▶ Stated problem 1
In the blog post about Witness in the Convex Mirror, which Ashbery poem supplies the lines Tabios uses?

▶ Extracted text

-*-*-

Eileen R. Tabios is a poet working in multiple genres and in-between. She also loves books by writing, reading, publishing, critiquing, romancing and advocating for them. This blog will feature her bibliophilic activities with posts on current book engagements and links to her books and projects related to books.

Thursday, March 7, 2019

WITNESS IN THE CONVEX MIRROR!


I'm so happy to share news of my latest book -- it's something I was moved to do when someone (rather someones) told me John Ashbery is the greatest U.S.-American poet. So, as someone who's long interrogated U.S. American English, I naturally had to address Ashbery (it helps that I actually admire his poetry). But it's a "tense act of homage," indeed. Anyway, I hope you check it out -- pre-publication sale just opened (info HERE). Below are the publisher's book description, a sample poem, and some blurbs. If you wish a review or exam copy, let me know:

TinFish Press Description
When John Ashbery died in September, 2017, all the obituaries noted that he had been a member of the New York School of poets, that his roots were in western New York and that, despite living for a decade in Paris, his career had unfolded over many decades in the City. Ashbery was, indeed, something of a local poet, constantly using references from the places he had lived. Lost in the very local memorials, however, was the fact that Ashbery’s work also influenced writers in the Pacific, including writers of color. Eileen Tabios has taken up Ashbery’s influence and engaged in a project of “the browning of John Ashbery,” as she told Tinfish’s editor once. Using one or two lines at a time from Ashbery’s “Self-Portrait in a Convex Mirror,” (1976), Tabios inhabits Ashbery’s mode, while moving our focus of attention many thousands of miles west of New York City. Tabios, who grew up in the Philippines, studied and worked in New York City, and has lived in California for many years, appropriates Ashbery to her own ends. These include cultural appropriation, genocide, militarism, sexual and racial violence, art history, and many other interests she shared—or did not share—with the older white male poet. Witness in the Convex Mirror is a tense act of homage, one that draws Ashbery away from the region that is most comfortable with him, and into a place where the discomfort is palpable, but extremely generative.

-*-*-

▶ Stated problem 2
Retype the records below line for line, with no changes.

-*-*-

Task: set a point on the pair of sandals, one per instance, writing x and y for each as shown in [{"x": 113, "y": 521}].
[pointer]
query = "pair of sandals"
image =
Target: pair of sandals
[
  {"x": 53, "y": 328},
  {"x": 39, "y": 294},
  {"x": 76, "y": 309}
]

-*-*-

▶ Correct output 1
"Self-Portrait in a Convex Mirror" (1976).

▶ Correct output 2
Task: set a point on the pair of sandals, one per instance, writing x and y for each as shown in [{"x": 113, "y": 521}].
[pointer]
query = "pair of sandals"
image =
Target: pair of sandals
[
  {"x": 53, "y": 328},
  {"x": 39, "y": 294},
  {"x": 76, "y": 309}
]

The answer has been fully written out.